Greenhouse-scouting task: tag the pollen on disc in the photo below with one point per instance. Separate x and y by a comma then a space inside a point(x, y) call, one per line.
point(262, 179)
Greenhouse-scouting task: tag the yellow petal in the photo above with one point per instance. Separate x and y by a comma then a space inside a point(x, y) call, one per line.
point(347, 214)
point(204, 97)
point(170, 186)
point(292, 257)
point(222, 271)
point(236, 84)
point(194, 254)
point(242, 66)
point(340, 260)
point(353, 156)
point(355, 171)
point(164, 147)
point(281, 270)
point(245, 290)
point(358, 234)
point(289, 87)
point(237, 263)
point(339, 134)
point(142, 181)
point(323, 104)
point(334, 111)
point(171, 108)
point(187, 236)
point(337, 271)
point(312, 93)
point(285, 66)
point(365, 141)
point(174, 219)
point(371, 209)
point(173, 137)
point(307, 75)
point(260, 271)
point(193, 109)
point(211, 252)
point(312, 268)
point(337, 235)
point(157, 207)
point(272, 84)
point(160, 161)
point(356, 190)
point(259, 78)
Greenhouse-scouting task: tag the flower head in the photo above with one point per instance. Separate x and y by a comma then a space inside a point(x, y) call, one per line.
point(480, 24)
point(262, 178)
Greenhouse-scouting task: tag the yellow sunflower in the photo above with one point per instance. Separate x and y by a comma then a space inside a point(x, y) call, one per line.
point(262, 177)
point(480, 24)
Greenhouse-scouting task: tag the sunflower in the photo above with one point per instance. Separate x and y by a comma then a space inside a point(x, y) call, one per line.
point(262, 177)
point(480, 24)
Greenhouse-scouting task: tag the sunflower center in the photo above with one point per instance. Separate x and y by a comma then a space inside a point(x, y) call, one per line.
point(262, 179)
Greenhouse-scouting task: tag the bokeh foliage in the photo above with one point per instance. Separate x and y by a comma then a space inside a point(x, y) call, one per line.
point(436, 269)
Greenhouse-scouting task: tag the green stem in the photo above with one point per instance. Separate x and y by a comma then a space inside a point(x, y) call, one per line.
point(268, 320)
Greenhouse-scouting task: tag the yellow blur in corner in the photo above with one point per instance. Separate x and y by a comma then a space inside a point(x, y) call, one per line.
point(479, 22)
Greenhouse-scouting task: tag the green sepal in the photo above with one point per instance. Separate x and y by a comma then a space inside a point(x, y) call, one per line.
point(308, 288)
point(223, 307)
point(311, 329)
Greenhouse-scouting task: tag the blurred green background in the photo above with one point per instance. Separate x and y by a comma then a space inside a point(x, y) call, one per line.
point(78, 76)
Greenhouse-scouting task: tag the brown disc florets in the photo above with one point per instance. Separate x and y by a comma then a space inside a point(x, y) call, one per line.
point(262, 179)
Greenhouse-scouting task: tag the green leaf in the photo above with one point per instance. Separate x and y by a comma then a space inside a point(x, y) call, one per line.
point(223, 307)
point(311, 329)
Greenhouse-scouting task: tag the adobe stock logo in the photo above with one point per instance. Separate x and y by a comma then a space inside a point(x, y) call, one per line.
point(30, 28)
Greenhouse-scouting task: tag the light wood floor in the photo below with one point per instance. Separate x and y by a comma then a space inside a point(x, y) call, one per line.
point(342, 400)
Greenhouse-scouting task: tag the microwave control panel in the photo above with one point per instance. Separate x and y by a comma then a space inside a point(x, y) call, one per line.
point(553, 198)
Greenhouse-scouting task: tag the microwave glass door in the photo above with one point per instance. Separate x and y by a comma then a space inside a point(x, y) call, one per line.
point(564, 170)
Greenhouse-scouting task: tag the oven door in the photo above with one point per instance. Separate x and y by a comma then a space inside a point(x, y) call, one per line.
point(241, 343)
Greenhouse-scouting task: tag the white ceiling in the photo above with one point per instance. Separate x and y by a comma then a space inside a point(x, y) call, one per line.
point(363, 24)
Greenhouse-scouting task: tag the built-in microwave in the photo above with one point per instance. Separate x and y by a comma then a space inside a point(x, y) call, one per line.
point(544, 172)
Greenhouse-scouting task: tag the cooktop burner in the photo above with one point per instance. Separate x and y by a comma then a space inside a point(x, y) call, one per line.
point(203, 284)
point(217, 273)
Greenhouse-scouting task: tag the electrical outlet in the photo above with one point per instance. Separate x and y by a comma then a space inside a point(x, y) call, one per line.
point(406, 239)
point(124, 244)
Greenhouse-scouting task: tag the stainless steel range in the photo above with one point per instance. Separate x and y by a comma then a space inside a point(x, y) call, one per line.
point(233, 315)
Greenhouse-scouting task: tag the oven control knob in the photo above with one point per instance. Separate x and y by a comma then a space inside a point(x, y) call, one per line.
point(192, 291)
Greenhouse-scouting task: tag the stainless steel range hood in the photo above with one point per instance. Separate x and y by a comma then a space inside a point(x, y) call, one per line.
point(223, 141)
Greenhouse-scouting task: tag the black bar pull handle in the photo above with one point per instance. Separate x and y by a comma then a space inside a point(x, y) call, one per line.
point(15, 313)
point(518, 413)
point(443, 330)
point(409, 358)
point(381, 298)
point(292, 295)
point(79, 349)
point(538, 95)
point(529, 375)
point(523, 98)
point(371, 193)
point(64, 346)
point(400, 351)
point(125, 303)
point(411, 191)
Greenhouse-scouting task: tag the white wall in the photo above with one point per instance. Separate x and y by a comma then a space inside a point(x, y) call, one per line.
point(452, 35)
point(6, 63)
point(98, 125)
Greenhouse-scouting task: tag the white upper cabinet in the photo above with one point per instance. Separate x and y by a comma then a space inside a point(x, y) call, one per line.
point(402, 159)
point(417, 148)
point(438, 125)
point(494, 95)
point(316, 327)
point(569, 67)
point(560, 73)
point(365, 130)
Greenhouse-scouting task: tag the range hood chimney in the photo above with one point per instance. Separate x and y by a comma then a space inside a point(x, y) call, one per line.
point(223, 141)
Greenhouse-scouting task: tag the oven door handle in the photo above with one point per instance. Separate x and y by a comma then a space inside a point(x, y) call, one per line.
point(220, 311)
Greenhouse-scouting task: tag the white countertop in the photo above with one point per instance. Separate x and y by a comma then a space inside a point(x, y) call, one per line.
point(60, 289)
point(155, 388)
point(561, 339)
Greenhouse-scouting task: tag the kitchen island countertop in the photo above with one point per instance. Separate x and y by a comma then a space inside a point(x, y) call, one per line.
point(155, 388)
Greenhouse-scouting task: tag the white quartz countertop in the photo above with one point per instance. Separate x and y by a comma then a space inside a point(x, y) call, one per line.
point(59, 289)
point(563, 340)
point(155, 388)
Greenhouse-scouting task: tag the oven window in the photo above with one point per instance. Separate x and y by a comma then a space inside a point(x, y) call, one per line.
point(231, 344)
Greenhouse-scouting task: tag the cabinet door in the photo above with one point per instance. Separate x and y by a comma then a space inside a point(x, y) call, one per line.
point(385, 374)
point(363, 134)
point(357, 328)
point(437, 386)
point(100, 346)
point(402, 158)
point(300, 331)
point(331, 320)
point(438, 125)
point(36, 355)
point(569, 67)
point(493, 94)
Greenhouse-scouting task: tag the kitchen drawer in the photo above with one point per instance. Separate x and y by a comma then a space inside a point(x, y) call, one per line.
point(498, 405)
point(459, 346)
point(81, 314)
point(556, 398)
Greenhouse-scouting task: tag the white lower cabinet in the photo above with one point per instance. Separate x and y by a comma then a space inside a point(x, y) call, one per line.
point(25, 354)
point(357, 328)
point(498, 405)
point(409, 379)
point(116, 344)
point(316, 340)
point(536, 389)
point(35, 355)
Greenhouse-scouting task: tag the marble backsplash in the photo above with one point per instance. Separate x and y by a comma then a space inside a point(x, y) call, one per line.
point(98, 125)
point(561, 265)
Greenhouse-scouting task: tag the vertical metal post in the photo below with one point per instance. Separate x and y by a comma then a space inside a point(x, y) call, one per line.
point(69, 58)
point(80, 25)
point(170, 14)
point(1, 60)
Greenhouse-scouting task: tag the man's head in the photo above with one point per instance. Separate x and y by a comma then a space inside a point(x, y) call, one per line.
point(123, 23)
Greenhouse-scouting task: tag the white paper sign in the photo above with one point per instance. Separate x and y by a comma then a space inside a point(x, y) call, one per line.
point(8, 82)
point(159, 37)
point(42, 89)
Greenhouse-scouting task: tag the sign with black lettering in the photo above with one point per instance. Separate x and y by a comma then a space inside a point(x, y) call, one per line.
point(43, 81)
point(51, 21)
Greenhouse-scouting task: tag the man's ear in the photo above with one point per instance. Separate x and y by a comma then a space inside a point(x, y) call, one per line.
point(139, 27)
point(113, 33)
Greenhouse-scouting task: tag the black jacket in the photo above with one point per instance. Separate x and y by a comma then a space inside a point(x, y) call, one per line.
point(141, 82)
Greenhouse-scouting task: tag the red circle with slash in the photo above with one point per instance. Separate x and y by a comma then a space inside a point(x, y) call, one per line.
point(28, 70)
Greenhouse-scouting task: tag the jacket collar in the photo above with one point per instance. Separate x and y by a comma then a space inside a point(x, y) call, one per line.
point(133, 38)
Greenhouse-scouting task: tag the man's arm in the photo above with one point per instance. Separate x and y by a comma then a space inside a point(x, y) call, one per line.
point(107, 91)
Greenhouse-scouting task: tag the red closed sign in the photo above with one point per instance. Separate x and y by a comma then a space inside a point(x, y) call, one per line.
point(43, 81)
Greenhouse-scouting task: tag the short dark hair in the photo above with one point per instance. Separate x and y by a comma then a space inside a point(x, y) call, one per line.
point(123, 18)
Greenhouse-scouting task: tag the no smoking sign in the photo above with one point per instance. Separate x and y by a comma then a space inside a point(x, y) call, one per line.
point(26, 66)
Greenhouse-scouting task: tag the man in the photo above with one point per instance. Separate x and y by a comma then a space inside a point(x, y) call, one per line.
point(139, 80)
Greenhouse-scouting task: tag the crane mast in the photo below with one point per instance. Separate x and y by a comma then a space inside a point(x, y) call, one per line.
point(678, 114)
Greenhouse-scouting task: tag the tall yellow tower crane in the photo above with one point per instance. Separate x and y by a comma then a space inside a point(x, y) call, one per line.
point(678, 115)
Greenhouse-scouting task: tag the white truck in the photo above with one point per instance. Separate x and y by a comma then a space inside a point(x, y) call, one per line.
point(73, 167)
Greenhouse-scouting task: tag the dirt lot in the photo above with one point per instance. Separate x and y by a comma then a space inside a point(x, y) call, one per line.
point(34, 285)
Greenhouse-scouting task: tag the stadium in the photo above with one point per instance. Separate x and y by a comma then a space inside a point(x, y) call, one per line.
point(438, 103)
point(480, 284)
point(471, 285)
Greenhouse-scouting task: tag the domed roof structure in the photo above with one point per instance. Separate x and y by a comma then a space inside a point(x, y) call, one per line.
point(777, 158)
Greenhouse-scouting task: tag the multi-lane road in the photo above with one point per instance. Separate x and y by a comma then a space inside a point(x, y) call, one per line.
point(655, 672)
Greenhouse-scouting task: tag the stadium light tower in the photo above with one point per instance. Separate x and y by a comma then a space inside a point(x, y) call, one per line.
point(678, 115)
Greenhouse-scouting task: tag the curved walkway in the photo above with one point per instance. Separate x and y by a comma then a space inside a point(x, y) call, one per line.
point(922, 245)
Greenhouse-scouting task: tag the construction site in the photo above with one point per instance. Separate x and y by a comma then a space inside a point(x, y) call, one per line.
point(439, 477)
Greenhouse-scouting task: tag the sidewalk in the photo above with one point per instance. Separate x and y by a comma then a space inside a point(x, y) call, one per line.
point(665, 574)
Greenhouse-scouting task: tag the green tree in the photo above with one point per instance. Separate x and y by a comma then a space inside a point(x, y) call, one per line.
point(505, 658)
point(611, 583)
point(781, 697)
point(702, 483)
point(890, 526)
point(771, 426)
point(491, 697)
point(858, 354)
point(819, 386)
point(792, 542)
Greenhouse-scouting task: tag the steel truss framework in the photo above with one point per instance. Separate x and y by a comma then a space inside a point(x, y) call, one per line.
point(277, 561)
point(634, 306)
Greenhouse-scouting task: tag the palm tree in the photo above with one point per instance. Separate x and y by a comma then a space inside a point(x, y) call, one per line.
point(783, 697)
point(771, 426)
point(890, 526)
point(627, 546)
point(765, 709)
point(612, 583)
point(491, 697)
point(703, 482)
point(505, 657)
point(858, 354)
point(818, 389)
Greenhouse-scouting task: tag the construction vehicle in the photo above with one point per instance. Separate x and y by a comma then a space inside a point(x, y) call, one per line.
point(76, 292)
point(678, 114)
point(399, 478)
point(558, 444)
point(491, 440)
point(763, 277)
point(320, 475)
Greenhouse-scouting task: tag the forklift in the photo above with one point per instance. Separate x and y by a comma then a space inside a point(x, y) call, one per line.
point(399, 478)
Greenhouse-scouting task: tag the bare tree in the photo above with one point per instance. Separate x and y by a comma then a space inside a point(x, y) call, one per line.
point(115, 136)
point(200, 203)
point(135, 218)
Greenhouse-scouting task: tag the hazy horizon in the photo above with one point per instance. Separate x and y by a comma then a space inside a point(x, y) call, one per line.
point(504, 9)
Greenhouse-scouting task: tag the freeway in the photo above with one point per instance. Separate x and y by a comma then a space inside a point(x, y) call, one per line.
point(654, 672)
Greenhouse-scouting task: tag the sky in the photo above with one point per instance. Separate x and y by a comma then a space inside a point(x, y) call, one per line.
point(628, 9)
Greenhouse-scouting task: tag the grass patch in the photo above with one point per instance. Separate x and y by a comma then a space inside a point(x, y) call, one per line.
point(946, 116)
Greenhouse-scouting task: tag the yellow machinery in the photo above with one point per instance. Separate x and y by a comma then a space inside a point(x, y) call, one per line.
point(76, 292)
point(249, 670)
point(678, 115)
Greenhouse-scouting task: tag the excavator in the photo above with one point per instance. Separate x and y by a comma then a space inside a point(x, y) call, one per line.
-.-.-
*What the exercise asks:*
Give back the part of the items that opens with the line containing "Greenhouse-scouting task: tag the yellow sunflower" and closes with the line containing "point(268, 320)", swapping "one point per instance" for "a single point for each instance" and leaving everything else as it is.

*The result:*
Greenhouse-scouting task: tag the yellow sunflower in the photo above with a single point for each instance. Separate x and y by a comma then a space inside a point(x, y) call, one per line.
point(262, 177)
point(480, 24)
Greenhouse-scouting task: tag the sunflower in the photo above with a single point for each instance. Separate x and y by a comma then a space inside a point(x, y) call, one per line.
point(262, 177)
point(480, 24)
Greenhouse-scouting task: tag the sunflower center in the photo above with a single point for each instance. Separate x and y by a comma then a space inside a point(x, y) call, one per line.
point(262, 179)
Greenhouse-scouting task: tag the bokeh foliage in the photo above with a single point for each instance. Separate x and y by a comma then a space inside a point(x, y) call, one per line.
point(436, 269)
Greenhouse-scouting task: tag the green stem in the photo above with a single point for each instance. Separate x and y by a comma then a space inside a point(x, y) call, one per line.
point(268, 320)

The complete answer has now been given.